# [Extracted text]
+ + + + + + +
Going underground

9 min read

Imagine building a structure that has to last 20 times as long as Egypt’s pyramids. It has to be deep underground, hollowed out of the bedrock. It must withstand the crushing weight of glaciers and the rise and fall of civilisations. And it must be impregnable because it will be filled with millions of tonnes of some of the most lethal substances in existence.

The structure is the proposed deep repository for the UK’s intermediate- and high-level nuclear waste (ILW and HLW). Although the description above sounds like apocalyptic science fiction, it is now being planned in an unprepossessing office building just outside Oxford.

It is almost certain that the UK’s nuclear waste will be stored underground. After two years of deliberations, the Committee on Radioactive Waste Management recommended disposing of ILW and HLW in a repository excavated deep in the bedrock. Its report is with the government, which means engineering, technological and sociological tasks are just beginning.

In other countries with nuclear waste stockpiles, deep geological disposal is already the method of choice. In the US, work has begun on the Yucca Mountain repository in Nevada. In Europe, studies are well advanced for repositories in Finland, Sweden, France and Spain. The UK lags behind, but with official approval on the horizon, the planning can begin.

The task of designing the repository will fall to NIREX. Based in Harwell, NIREX has been researching nuclear waste disposal options since 1982. ‘Our mission is to advise on safe, environmentally sound, publicly acceptable options for long-term management of radioactive materials,’ said Bruce McKirdy, NIREX’s director of science and technology.
+ + + + + + +
# [Directions]
Continue the article on deep underground storage of the UK's nuclear waste from the point where it stops.

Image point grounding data
+ + + + + + +
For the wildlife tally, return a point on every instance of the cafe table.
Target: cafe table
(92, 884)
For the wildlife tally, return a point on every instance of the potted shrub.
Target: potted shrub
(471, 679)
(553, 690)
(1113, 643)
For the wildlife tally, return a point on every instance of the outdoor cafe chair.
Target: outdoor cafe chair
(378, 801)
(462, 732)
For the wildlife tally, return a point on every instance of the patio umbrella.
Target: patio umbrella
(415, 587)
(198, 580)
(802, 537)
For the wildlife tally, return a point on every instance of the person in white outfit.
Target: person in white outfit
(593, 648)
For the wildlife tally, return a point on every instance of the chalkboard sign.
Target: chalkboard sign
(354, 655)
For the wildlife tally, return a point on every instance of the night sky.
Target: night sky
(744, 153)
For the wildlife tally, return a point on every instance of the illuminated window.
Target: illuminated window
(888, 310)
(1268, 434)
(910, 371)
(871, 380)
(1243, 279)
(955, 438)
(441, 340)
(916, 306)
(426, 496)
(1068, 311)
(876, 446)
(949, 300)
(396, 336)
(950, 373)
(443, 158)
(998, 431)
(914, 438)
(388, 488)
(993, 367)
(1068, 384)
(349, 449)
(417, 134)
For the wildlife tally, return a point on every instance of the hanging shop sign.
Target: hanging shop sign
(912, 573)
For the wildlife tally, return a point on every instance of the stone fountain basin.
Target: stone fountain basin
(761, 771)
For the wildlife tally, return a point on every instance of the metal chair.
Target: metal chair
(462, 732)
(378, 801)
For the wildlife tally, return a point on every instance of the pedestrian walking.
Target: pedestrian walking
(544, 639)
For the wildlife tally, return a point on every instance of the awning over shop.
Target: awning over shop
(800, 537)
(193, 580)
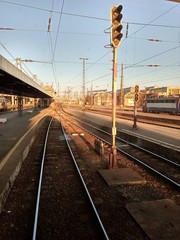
+ + + + + + +
# [Answer to the exercise]
The problem is the safe disposal of the UK’s wastes, spent nuclear fuel and separated uranium and plutonium from fuel reprocessing. The UK has more waste, and of a wider variety, than most other countries, as it was a pioneer of nuclear research. ‘We’ve got so much exotic intermediate level waste from reprocessing at Sellafield, from weapons programmes, from the very early reactor research, that we have quite an interesting cocktail of wastes,’ McKirdy said. ‘The legacy ponds and silos at Sellafield are crammed with all kinds of things. Some of them, people don’t have an idea of what’s in there.’

NIREX estimates that by 2012, when the current fleet of nuclear reactors have been decommissioned, there will be 478,000 sq m of higher-activity wastes, of which ILW will comprise 350,000 sq m.

In other countries with nuclear programmes ILW tends to be a small fraction of the total waste; in Finland it is disposed of in shallow repositories beneath nuclear power stations. But in the UK, ILW makes up the majority of the waste inventory. Although it accounts for less than five per cent of the total radioactivity of the UK waste, it contains long-lived, very toxic and unstable materials and must be stored for tens of thousands of years before its radioactivity has subsided to safe levels. Also, the ILW is a mixture of unstable substances. As well as being radioactive, it will break down and rot, producing various radioactive gases.

The HLW is more radioactive than the ILW; it produces heat and will be hazardous for more than 100,000 years. But it is a physically and chemically stable form of waste and well understood.

The UK therefore needs two types of repository, said McKirdy: one for the ILW and another for the HLW and spent fuel. These could be part of a single complex, which would reduce the total cost considerably, but could also be separate.

The NIREX plan is known as a generic concept: this means it will serve as the basis of the structure, with adjustment to take into account the type of rock at the host site. The location is yet to be decided, so the generic concept allows planning and research to begin soon.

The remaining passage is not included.